执著的人生追求——1987、1988年若干中短篇小说漫评

第6版(文艺评论)
专栏:文艺评论

执著的人生追求
——1987、1988年若干中短篇小说漫评
洁泯
1987年的小说创作还颇见景气,到了1988年就骤然滑坡,是时出版界低级无聊的书刊充斥市场,这浮躁凌厉之风的肆虐所及不独是文学界,这一年便是批评家称之为“小年”的时节。但“小年”无妨,文学创作并未因此绝迹,倒是在荆棘榛莽中生长依旧,而且有好作品,说它好,是不逊于往年。自然,就数量说,就不及以往了。现在就这两年中的若干中短篇小说作一观察,当别有一番风韵可寻。
这两年中的文学,不消说依然是一种多元的格局,对此这里且不遑评说。可注意的是在众多的作品中,那醒目的现实生活的光芒却在不断闪现,不管它写的是今天或者是以往的年代,一种使人难忘的人生追求的呼唤,不息地锤击着人心,恼恨、挥泪、欢喜与昂奋之情如风雨之骤至。看来抒写现实和表现现实总是文学的重要课题,艺术的光辉倘不贴近现实,便不能激起人们最真诚的感情;如果说艺术的观赏是一种沉静的审美感受,那末,倘注以生动的现实血肉,出现的将是别一种激荡心扉的审美情思了。

任务说明
请从最后一句之后接着续写这篇评论1987、1988年中短篇小说的选文。 后面附的记录用不上，不必参阅。

存储记录

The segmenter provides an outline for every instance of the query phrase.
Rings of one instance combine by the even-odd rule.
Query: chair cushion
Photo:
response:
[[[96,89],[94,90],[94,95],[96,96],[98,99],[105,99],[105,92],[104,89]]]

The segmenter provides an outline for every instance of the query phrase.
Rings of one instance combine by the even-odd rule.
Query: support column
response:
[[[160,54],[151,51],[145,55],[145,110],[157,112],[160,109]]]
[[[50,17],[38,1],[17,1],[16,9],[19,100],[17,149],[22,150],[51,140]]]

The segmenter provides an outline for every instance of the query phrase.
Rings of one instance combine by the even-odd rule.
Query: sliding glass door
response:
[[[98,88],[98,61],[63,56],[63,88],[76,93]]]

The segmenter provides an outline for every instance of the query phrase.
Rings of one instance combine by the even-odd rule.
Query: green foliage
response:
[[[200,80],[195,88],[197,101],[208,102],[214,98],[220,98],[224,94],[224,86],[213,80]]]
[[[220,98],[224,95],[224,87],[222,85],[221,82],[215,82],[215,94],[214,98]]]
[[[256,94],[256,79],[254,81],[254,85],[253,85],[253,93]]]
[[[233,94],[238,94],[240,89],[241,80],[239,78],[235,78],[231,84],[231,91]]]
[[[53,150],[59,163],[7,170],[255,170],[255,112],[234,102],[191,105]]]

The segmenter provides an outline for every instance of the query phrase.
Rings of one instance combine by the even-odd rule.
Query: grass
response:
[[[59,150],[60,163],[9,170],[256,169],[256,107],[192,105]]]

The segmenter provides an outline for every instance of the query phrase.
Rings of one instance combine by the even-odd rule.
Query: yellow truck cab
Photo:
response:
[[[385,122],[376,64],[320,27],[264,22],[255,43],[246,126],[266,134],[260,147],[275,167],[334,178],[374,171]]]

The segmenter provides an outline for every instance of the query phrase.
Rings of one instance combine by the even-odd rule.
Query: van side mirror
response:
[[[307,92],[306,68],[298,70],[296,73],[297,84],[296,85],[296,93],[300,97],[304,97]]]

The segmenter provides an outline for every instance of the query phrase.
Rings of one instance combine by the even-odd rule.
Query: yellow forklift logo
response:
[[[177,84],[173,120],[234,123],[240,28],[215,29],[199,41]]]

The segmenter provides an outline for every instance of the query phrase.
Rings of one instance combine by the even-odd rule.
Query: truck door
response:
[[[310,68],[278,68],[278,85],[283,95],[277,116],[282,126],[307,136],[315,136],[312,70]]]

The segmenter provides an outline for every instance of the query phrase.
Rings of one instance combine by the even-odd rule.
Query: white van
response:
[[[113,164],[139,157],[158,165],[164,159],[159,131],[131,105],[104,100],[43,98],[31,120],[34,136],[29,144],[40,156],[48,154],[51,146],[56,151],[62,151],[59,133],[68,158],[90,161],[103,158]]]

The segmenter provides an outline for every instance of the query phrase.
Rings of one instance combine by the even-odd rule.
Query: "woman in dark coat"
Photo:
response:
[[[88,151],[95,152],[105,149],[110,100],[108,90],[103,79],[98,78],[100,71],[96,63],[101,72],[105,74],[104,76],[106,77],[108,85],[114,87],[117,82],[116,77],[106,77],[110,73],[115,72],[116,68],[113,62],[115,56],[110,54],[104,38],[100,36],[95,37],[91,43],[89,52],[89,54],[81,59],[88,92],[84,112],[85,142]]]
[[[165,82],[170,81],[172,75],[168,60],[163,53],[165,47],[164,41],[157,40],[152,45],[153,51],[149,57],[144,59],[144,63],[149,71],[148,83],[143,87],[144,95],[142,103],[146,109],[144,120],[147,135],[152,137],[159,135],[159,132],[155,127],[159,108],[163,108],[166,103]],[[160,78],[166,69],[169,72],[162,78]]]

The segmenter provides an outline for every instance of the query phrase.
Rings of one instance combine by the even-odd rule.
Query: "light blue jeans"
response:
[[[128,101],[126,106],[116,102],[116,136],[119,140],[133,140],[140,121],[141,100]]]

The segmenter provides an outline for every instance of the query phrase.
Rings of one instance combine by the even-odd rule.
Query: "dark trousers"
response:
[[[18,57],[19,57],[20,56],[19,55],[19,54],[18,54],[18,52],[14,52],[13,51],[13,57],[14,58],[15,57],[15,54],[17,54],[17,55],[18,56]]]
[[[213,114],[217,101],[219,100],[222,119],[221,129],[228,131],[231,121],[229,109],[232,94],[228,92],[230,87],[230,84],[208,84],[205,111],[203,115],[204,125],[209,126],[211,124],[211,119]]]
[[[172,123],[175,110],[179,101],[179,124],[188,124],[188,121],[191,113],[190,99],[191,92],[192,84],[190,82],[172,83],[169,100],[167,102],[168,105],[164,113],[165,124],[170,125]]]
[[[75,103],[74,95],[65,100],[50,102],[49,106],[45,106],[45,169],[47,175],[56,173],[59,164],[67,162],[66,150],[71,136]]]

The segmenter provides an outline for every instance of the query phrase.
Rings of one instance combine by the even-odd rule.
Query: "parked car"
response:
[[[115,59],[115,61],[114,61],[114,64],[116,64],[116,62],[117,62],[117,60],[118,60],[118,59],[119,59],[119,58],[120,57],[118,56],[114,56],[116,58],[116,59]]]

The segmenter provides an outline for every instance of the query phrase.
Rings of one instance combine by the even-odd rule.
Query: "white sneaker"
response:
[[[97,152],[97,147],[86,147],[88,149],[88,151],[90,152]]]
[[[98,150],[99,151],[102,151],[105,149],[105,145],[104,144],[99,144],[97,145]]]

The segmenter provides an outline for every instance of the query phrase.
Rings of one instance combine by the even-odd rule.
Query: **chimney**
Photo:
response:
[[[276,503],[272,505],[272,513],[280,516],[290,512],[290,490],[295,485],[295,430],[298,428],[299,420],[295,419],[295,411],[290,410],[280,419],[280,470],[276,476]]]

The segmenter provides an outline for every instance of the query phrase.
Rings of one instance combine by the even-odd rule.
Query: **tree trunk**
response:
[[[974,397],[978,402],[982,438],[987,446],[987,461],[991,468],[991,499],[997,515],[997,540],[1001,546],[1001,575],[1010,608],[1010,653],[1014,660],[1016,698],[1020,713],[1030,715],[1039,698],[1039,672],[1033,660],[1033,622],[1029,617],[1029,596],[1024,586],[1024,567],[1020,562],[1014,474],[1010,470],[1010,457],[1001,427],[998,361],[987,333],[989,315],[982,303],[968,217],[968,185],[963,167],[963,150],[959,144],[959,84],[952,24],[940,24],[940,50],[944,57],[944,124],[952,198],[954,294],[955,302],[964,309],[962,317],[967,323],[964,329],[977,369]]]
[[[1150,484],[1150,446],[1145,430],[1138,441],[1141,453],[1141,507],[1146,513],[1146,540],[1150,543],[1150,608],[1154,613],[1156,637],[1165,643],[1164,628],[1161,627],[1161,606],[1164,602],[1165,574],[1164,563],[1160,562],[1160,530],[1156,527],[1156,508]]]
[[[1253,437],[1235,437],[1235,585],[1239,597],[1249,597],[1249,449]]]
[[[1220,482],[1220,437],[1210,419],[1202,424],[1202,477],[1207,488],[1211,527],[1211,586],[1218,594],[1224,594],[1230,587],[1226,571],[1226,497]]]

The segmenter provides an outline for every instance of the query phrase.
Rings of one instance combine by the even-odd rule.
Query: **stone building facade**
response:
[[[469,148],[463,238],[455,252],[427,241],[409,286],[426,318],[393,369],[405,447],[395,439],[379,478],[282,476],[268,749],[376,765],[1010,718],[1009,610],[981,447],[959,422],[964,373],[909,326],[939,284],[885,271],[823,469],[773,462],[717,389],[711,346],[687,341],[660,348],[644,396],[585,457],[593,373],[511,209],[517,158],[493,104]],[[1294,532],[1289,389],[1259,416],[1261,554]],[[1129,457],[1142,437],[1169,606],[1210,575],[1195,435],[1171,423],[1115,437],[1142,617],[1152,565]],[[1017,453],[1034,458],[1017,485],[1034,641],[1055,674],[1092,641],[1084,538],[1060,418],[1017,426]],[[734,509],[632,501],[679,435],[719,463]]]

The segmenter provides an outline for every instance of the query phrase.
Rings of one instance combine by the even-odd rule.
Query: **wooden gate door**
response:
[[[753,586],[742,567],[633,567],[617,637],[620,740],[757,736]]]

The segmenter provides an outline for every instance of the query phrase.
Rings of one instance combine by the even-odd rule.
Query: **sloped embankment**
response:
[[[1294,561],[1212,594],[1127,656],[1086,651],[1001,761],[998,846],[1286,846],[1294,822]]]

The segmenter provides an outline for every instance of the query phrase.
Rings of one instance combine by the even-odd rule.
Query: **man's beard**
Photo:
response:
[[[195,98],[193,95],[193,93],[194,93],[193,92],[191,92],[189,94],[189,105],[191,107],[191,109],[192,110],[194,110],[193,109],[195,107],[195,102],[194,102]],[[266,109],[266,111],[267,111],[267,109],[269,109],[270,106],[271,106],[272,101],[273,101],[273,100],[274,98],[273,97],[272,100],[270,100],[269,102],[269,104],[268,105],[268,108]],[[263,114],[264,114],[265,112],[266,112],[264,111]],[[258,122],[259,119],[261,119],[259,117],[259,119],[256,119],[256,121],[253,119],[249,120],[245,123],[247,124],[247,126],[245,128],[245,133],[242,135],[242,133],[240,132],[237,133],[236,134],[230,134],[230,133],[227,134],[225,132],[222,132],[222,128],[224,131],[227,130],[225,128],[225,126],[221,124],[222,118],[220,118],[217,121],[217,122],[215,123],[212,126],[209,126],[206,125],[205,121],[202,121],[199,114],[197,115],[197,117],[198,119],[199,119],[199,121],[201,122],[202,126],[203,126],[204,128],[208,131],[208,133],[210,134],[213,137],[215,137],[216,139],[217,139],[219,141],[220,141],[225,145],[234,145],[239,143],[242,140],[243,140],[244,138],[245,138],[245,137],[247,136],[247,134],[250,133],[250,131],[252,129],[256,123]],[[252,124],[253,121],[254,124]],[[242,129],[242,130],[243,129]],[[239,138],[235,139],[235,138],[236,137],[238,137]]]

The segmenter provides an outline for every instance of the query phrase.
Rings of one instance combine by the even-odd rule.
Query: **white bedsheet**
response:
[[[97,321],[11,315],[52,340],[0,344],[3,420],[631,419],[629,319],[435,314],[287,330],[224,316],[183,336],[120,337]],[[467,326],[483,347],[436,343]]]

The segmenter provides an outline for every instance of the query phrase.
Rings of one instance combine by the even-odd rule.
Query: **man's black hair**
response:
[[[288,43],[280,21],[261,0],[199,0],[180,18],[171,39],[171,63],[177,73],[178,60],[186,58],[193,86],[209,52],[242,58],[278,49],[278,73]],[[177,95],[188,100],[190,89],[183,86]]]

答案如下
我以为,感受到的这一审美情思是当前文学中的一个特色,它激发着人的人生要求,文学的艺术力溶于思想追求中,使得文学与人们的心灵需求凝结在一起,也使得文学真正的进入到了人们的精神领域。我读了中篇小说《去意徊徨》(刘琦作)之后,便为作品中的追求力所震动,尽管这小说还存在着不足之处,但是这位伤残军人的自传体小说,在抒写自身失去了手足并失明的状态下,他的追求人生的执著的情感,实在是十分撼动人心的。这追求非比寻常,是处于生命的延续在绝望状态中也是人生的至高境界中的追求,在主人公小亮身上,闪现了的是这几年文学创作中罕见的动人光芒。然而这是现实的,是不容置疑的现实生活中的魅人的一角。这一文学寻求在别的作品中同样可以看出来,现实中可资谋篇的题材并不少,可是他们偏偏去发掘这种多年以来似乎已经陌生了的生活情思,如今作者给以铺衍张扬,可说是这两年小说中旋流着的一注春水。为表达这情思,他们常常借助于往事的陈迹,或者用托物以寄情的手法。《冬天与夏天的区别》(苗长水作)中写的民夫李山,就再现着当年孟良崮战役的侧面中这个平凡的农民所做过的一些事,在战争时期那些事是极平凡的,而如今读来却迎面扑来一种肃然的不平凡的感受,因为李山不畏艰险所追求的,有着至今不衰的崇高价值。另一个中篇《白马》(王星泉作),全篇写的几乎是通达人意的白马“飞飞”的事迹,但小说的主线,分明是托出了当年抗日战争中人民骑兵的英雄业绩。那两篇小说说的尽管是往事,但艺术追求和心灵追求的融合,却构成了作品的新意。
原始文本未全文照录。